Task description
List every line in the items below that contains the string "tree".

--- begin Provided entries ---

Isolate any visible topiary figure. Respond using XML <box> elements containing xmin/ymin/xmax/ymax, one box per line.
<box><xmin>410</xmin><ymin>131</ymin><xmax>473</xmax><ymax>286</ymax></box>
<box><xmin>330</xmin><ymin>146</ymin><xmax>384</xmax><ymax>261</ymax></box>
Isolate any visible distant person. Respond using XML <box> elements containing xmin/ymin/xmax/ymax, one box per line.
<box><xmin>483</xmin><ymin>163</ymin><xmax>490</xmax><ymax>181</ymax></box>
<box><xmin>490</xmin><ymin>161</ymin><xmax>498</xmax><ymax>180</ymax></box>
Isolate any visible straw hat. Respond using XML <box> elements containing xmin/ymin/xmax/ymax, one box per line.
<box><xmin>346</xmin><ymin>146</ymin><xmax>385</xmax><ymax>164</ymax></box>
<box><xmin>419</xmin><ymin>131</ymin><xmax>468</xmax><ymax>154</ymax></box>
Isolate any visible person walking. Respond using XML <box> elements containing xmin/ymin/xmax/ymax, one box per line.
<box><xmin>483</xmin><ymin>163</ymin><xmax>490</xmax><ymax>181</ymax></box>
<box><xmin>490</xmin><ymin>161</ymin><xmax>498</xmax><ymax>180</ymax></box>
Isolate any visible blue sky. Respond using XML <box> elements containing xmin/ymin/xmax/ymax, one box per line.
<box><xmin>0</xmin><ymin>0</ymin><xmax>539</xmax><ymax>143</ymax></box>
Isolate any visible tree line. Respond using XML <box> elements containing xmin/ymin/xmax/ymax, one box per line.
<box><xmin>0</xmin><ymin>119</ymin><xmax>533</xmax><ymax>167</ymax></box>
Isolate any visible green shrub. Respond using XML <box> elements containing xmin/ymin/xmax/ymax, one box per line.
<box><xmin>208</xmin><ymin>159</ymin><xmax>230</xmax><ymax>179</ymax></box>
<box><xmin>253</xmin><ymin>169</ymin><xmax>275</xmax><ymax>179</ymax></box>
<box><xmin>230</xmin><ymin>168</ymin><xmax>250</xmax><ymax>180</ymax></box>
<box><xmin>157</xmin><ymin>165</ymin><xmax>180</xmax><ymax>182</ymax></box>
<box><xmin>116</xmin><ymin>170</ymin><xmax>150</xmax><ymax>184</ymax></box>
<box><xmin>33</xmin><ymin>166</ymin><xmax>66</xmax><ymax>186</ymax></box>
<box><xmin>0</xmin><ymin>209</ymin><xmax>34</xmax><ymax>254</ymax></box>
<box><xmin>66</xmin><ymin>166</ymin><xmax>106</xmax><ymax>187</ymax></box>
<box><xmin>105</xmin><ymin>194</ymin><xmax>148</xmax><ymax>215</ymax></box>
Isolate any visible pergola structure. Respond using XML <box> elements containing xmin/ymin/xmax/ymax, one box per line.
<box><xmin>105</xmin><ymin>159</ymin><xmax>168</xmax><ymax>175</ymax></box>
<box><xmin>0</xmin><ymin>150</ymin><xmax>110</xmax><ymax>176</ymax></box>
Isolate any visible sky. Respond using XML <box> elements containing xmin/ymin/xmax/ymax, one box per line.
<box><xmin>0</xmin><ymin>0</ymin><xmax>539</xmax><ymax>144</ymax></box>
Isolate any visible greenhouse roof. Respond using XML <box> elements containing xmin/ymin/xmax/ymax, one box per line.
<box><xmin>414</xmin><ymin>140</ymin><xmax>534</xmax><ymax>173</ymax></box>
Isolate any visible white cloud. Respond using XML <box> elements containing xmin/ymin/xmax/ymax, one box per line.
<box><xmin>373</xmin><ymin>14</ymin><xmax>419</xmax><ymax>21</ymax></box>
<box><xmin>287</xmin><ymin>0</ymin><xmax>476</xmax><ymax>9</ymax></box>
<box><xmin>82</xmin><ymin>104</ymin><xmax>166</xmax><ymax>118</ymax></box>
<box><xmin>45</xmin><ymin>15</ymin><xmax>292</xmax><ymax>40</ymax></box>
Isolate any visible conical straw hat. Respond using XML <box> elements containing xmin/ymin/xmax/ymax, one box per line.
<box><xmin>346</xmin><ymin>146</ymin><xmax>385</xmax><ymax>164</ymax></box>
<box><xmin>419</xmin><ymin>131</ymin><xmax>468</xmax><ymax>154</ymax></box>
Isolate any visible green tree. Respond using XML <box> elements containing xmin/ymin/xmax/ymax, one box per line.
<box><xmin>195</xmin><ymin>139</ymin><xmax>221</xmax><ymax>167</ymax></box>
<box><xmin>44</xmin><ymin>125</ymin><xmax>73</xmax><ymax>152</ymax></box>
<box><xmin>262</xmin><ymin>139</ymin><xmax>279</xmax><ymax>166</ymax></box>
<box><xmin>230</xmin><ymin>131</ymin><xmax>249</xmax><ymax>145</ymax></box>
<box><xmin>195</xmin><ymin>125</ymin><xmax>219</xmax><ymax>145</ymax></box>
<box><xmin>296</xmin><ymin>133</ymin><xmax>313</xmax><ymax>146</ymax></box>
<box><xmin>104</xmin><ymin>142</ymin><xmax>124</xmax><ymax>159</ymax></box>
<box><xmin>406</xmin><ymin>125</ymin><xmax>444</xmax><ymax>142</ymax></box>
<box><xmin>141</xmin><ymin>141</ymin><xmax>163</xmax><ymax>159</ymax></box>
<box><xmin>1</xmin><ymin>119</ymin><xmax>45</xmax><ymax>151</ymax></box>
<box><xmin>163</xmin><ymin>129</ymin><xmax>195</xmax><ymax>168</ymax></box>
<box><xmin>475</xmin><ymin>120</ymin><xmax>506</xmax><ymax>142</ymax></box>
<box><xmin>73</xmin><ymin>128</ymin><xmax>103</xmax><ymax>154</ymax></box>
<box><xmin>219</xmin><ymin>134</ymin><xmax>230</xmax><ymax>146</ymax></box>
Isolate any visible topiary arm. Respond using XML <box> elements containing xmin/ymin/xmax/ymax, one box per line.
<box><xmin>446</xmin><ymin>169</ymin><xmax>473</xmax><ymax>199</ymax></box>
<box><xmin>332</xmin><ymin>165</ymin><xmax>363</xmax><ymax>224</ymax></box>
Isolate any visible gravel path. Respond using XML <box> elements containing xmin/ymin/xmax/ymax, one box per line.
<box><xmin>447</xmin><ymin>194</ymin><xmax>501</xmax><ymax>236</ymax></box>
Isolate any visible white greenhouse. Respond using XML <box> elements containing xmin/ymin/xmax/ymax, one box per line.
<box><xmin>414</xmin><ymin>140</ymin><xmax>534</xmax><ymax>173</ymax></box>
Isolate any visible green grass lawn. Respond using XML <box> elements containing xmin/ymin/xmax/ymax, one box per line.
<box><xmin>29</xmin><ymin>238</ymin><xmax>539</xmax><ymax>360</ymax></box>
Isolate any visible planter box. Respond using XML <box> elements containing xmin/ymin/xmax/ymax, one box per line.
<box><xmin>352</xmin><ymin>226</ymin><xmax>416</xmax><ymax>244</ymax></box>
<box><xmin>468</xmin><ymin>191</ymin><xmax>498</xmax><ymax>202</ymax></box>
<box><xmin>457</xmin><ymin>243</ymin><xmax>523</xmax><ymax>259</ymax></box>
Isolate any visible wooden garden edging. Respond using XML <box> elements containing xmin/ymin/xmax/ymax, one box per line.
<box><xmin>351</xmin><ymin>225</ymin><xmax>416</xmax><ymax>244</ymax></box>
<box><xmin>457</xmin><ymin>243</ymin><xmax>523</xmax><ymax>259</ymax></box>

--- end Provided entries ---
--- begin Provided entries ---

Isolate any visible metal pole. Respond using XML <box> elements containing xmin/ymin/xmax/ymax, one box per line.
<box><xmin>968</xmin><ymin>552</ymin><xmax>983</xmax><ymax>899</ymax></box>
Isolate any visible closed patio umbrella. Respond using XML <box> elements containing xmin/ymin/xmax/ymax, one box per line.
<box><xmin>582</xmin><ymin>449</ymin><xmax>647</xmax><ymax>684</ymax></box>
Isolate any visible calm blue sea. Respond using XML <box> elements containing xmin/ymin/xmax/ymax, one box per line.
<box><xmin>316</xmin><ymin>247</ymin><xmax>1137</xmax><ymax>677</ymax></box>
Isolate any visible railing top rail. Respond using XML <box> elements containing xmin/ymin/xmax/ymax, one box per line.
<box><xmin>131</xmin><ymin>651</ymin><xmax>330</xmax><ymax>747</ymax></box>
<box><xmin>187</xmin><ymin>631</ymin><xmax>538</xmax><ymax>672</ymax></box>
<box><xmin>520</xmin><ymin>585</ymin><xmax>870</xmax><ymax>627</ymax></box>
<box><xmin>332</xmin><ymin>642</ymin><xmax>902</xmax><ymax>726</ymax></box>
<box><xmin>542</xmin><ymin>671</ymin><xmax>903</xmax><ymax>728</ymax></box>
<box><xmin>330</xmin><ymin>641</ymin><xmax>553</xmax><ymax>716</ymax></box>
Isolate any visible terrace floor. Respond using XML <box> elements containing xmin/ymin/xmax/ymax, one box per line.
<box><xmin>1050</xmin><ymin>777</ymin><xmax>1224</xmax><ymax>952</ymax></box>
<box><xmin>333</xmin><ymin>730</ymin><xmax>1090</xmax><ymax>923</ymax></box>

--- end Provided entries ---

Worked answer
Isolate any visible tree line. Respond using XML <box> elements containing xmin/ymin/xmax/ymax, one box per line.
Isolate any visible green tree. Respond using XML <box> elements containing xmin/ymin/xmax/ymax, one box per line.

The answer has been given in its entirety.